[Prompt]:
Render the data below as a numbered list with blank lines omitted, and leave the pictures out of your version.

[Record extracts]:
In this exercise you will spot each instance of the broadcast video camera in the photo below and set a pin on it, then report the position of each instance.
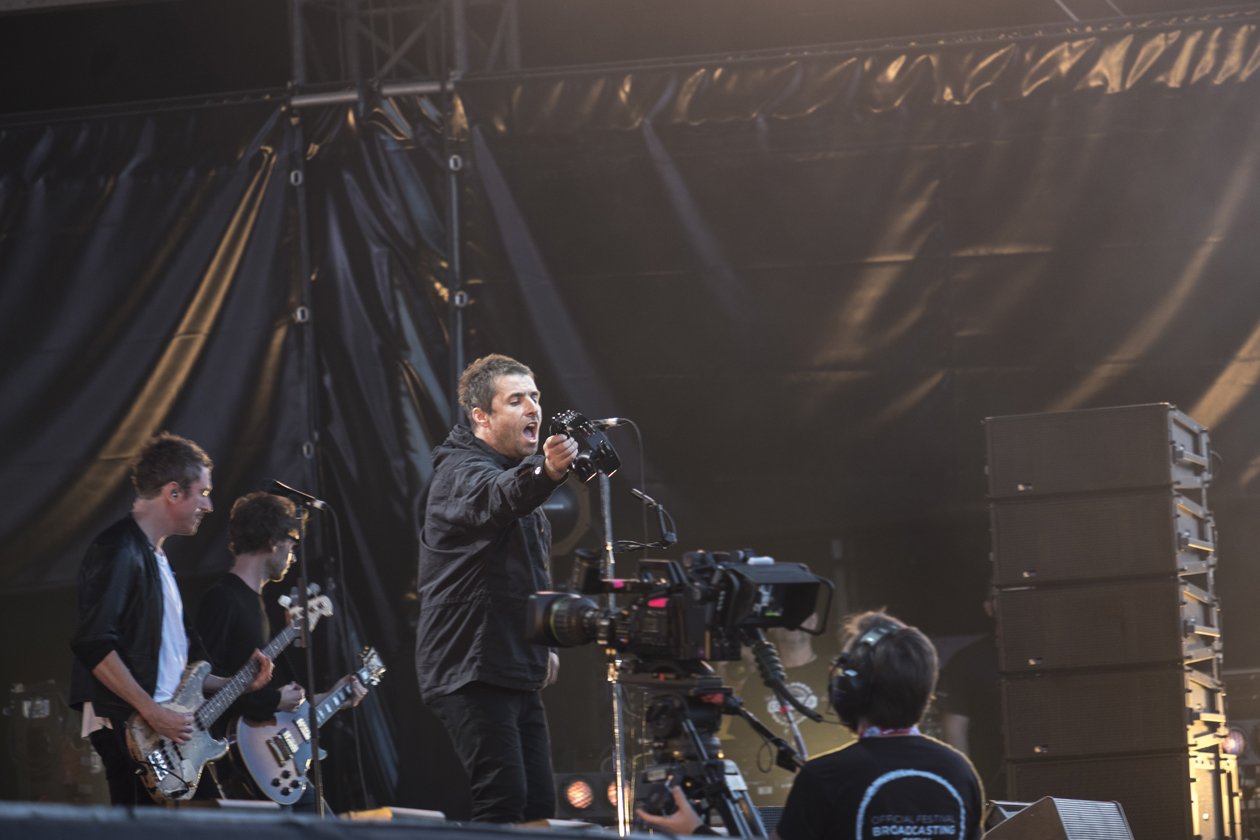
(699, 610)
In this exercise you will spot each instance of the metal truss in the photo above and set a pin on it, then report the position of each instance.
(401, 42)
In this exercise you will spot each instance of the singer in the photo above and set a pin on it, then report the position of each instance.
(483, 549)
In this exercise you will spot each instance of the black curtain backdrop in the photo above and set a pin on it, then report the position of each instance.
(808, 277)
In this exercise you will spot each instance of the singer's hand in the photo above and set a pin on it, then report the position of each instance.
(558, 455)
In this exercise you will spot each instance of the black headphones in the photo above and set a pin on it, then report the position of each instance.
(851, 674)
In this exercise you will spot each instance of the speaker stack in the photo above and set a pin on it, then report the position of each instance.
(1109, 634)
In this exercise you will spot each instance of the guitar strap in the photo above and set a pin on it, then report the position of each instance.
(214, 776)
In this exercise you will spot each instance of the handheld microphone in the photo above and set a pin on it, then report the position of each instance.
(296, 496)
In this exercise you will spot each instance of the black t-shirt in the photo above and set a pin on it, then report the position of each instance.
(901, 787)
(232, 622)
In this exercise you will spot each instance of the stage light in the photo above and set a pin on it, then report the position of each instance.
(1235, 742)
(578, 794)
(587, 796)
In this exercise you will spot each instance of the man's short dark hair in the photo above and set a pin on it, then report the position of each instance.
(168, 457)
(260, 520)
(902, 670)
(478, 380)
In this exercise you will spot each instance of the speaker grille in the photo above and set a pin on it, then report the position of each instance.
(1154, 788)
(1089, 538)
(1104, 625)
(1095, 451)
(1070, 714)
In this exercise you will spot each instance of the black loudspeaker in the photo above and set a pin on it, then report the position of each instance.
(1088, 713)
(1052, 819)
(1096, 537)
(1098, 450)
(1105, 625)
(1169, 796)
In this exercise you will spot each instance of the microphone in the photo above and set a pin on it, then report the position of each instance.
(667, 535)
(297, 496)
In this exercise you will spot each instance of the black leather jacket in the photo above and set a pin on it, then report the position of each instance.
(120, 608)
(484, 549)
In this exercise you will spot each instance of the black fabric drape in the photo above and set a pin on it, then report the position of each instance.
(807, 276)
(810, 276)
(146, 286)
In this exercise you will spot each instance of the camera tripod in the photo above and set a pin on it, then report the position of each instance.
(683, 720)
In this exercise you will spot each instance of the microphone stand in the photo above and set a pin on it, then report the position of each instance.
(315, 775)
(616, 690)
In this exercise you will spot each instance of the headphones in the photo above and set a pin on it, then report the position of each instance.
(851, 674)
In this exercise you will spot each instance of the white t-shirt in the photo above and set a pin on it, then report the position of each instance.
(173, 655)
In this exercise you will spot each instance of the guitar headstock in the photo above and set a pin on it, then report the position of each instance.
(373, 669)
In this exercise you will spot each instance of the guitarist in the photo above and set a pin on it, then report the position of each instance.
(131, 644)
(232, 621)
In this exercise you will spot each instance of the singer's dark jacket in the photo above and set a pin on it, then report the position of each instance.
(483, 550)
(120, 606)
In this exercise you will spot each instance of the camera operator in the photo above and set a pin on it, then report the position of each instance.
(892, 782)
(483, 549)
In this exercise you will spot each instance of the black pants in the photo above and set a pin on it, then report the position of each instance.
(120, 767)
(500, 736)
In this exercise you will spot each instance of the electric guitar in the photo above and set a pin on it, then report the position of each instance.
(277, 753)
(171, 771)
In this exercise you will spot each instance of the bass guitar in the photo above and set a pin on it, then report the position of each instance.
(171, 771)
(277, 753)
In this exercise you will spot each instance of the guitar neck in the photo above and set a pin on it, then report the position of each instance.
(333, 703)
(218, 703)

[Solution for this problem]:
1. In this exercise you will spot each instance of the broadcast video camera in the photo below and set a pin on it, then report the position of each instance.
2. (699, 610)
3. In this exercise you will spot each instance of the metal truss in the photo above and set a pin on it, then report the position of each instance.
4. (401, 42)
5. In this exercise you will spot each instance of the singer in the photo above and set a pin on it, then report the position of each instance.
6. (483, 549)
7. In this exercise you will spot each instance of the black curtain backdrop in the photo above and set a pin on it, then report the position of each instance.
8. (808, 277)
9. In this exercise you will spot each instance of the singer's hand in the photo above and set a pin on it, then report the position of each instance.
10. (558, 455)
11. In this exercise you will spot each instance of the black headphones in the photo above and set a pin on it, then report the position of each instance.
12. (851, 674)
13. In this exercise you will spot each instance of the speaker stack in the photo above and set a pin on it, then report the position of each instance.
14. (1109, 634)
15. In this exercise you will spot each instance of the guitar strap in the photo above and set a pin on it, then report the position of each instance.
16. (214, 776)
17. In this exercise you will spot each instance of the handheld microphone in the photo above and set a pin on it, then report the position of each instance.
18. (296, 496)
19. In this exercise you will spot each instance of the black t-shirt in the photo above and set a pin on it, then report the position of each instance.
20. (901, 787)
21. (232, 622)
22. In this exercise you will spot each instance of the stage light in the photo above and set a pin on it, then report the position of each instance.
23. (1235, 742)
24. (578, 794)
25. (587, 796)
26. In this exercise you will spot each instance of the man's short dark hair in the photo above and set a pin on it, then report the position of each instance.
27. (168, 457)
28. (260, 520)
29. (902, 670)
30. (478, 380)
31. In this exercise you will spot each instance of the speaker grille in the photo above and set a pin on it, then report the position of each instance.
32. (1154, 788)
33. (1089, 538)
34. (1104, 625)
35. (1095, 451)
36. (1070, 714)
37. In this exercise you will spot each instance of the black loudspeaker in the photo above and set a pin on it, then report the position of each instance.
38. (1088, 713)
39. (1052, 819)
40. (1096, 537)
41. (1098, 450)
42. (1105, 625)
43. (1169, 796)
44. In this exercise you will spot each instance of the microphone in the photo above and set a pin on it, then report the position of each instance.
45. (667, 535)
46. (297, 496)
47. In this exercise you will spot each instance of the black leather jacket in the photo above and set a pin on it, then report the position of each instance.
48. (120, 608)
49. (484, 549)
50. In this exercise you will spot each instance of the black fabric drape in the photo above and set a pin on it, then report the position of each instance.
51. (807, 276)
52. (810, 276)
53. (146, 286)
54. In this exercise you will spot each instance of the camera tripod in the photo above and set a pin on it, then report the position of each instance.
55. (683, 720)
56. In this exercise you will spot each instance of the microphone stand in the photo above and set a pin on it, then report the position of each instance.
57. (315, 775)
58. (616, 690)
59. In this exercise you will spot each instance of the headphones in the photo above and set a pin on it, then report the position of each instance.
60. (851, 674)
61. In this exercise you will spot each instance of the white t-shirt in the photo above and set a pin on it, then report the position of each instance.
62. (173, 655)
63. In this exercise you will spot each instance of the guitar headstock in the photo above and set a pin on it, then report the position of each instance.
64. (373, 669)
65. In this exercise you will spot each instance of the guitarist in the photo above and set a pin on it, then report the position of each instance.
66. (131, 644)
67. (232, 621)
68. In this exercise you will spot each instance of the singer's dark jacket in the photo above and set a pin on it, then report the position of each instance.
69. (483, 550)
70. (120, 606)
71. In this exercise you will spot each instance of the camera operator in the photo above and set a pin on it, then report the position of each instance.
72. (892, 782)
73. (483, 549)
74. In this exercise you will spot each instance of the black pants in the photo above and set a pin on it, then report the position of each instance.
75. (120, 767)
76. (500, 736)
77. In this exercise you will spot each instance of the electric guitar in the photo above and set a pin on it, then report the position of each instance.
78. (277, 753)
79. (171, 771)
80. In this exercise you will spot each instance of the bass guitar in the photo above and set a pin on it, then report the position of each instance.
81. (171, 771)
82. (277, 753)
83. In this exercise you will spot each instance of the guitar neck in the photo above and set a pin on it, then report the position of each instance.
84. (333, 703)
85. (218, 703)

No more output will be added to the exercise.